* BEGIN RECORD LIST *

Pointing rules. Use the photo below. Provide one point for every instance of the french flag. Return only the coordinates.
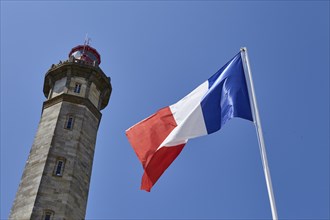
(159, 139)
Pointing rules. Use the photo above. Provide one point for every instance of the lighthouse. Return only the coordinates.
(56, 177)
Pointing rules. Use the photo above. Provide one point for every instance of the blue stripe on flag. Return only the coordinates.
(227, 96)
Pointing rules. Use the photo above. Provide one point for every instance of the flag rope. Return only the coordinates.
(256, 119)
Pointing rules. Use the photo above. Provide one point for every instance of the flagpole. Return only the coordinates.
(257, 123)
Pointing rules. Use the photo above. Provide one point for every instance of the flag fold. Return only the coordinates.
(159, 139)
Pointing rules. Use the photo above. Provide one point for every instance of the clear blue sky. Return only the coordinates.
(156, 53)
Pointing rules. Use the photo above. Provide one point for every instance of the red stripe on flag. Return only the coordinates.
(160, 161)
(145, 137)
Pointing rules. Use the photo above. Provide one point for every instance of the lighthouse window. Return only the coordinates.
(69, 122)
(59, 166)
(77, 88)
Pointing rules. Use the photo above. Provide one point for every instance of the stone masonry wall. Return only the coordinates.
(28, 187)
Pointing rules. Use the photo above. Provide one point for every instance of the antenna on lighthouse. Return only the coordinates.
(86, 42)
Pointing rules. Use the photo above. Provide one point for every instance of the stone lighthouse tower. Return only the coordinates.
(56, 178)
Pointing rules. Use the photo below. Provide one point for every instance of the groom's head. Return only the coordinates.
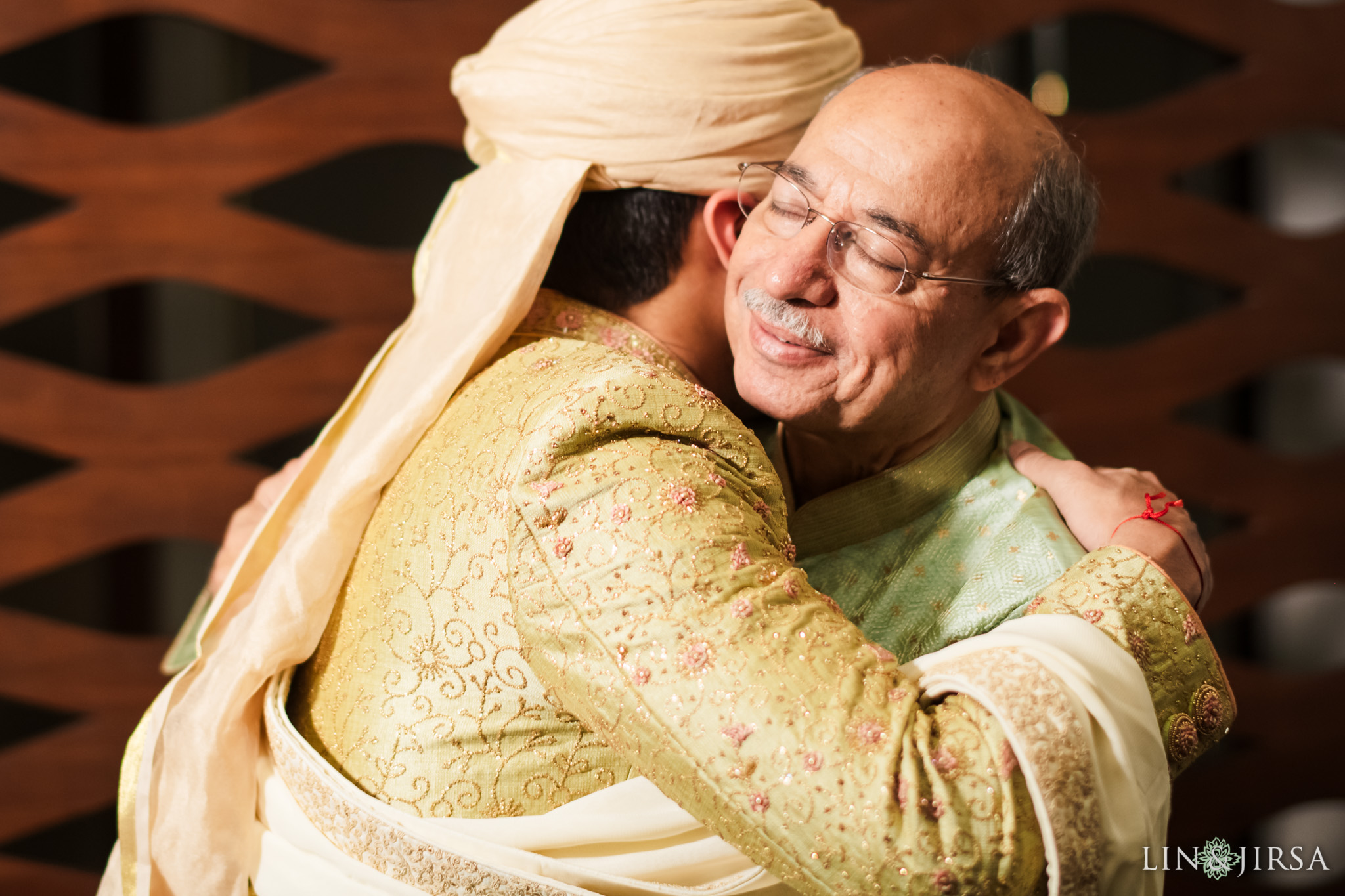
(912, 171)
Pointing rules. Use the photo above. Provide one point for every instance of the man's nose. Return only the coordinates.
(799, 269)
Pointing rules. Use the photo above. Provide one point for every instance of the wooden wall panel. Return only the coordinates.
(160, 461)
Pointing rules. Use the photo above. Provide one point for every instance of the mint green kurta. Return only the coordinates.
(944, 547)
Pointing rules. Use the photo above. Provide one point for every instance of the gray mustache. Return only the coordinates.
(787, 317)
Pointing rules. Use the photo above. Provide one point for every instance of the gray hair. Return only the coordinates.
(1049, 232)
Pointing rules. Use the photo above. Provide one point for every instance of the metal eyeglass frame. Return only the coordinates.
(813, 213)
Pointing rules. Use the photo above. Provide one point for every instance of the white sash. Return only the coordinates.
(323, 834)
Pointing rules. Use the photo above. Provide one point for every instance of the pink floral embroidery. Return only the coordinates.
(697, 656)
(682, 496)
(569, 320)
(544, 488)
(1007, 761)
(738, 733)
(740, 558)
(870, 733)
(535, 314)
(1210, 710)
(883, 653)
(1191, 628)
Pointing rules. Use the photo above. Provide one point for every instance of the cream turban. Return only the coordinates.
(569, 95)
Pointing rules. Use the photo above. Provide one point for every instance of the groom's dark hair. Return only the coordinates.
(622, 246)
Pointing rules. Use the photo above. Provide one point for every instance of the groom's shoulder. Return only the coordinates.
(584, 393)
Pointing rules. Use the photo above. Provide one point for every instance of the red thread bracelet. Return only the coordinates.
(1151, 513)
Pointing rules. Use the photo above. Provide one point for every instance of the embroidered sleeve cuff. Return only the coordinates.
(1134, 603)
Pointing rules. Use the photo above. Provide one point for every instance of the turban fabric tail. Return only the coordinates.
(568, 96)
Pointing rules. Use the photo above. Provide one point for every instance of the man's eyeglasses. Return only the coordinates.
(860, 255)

* END RECORD LIST *
* BEGIN RECORD LIST *

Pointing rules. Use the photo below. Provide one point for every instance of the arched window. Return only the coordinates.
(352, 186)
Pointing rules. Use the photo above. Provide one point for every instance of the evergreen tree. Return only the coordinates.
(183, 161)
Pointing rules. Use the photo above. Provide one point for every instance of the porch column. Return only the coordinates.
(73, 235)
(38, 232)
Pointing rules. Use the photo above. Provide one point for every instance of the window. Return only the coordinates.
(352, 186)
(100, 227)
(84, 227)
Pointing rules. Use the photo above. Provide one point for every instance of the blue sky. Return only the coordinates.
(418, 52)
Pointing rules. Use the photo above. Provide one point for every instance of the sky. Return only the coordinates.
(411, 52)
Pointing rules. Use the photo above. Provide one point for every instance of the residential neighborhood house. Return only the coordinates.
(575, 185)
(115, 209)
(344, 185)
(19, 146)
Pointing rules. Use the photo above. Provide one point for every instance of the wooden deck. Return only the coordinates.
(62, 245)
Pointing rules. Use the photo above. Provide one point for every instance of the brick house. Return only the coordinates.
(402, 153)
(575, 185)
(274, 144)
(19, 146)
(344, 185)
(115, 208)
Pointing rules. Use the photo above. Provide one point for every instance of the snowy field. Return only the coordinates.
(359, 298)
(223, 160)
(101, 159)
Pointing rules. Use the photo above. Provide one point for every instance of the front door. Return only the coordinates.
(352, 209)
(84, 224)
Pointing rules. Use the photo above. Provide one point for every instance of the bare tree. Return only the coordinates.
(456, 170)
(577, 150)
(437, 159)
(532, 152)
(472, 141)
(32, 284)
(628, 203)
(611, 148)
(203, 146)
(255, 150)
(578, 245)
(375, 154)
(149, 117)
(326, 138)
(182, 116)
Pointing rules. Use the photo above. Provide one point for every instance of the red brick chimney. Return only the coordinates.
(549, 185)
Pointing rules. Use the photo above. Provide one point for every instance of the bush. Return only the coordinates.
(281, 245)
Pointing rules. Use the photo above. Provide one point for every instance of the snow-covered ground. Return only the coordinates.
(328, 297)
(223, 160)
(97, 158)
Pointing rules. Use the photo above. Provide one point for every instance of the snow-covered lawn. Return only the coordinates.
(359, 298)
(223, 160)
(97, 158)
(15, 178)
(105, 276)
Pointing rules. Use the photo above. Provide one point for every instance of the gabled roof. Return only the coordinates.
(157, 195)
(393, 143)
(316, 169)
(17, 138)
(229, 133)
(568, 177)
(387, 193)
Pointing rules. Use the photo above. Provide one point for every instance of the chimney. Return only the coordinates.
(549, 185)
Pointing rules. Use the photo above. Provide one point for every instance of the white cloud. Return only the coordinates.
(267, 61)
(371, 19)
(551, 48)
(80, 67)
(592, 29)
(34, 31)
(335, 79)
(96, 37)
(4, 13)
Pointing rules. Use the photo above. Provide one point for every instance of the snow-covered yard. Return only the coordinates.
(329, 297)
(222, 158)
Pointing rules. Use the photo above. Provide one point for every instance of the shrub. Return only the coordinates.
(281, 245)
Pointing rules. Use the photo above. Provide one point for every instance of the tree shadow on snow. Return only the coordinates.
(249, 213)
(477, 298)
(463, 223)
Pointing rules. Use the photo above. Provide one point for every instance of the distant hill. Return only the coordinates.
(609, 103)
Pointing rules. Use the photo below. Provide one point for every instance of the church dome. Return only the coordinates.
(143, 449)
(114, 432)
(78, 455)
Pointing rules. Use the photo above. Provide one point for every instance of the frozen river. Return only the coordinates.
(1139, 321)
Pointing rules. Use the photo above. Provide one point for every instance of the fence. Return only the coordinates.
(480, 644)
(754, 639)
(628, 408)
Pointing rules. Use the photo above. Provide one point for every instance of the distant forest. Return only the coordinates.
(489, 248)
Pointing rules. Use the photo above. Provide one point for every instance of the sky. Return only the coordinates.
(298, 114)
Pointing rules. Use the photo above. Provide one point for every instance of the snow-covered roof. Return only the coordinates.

* END RECORD LIST *

SHORT TASK: Put every line between the one containing "dome. Return only the coordinates." and the one containing "snow-covered roof. Return only the coordinates.", inclusive, into a JSON list of strings with one string per line. Leave out any blank lines.

REPLY:
[
  "Pointing rules. Use the photo below. Provide one point for every instance of the church dome. Return only the coordinates.",
  "(143, 449)",
  "(114, 432)",
  "(78, 455)",
  "Pointing rules. Use the photo above. Provide one point for every instance of the frozen river. Return only the coordinates.",
  "(1139, 321)",
  "Pointing rules. Use the photo above. Provide one point for every instance of the fence. Return only the coordinates.",
  "(480, 644)",
  "(754, 639)",
  "(628, 408)",
  "Pointing rules. Use the photo above. Provide one point for every instance of the distant forest. Return only the coordinates.",
  "(489, 248)",
  "Pointing rules. Use the photo above. Provide one point for every instance of the sky. Return only the coordinates.",
  "(298, 114)",
  "Pointing rules. Use the photo above. Provide one point for every instance of the snow-covered roof. Return only the coordinates."
]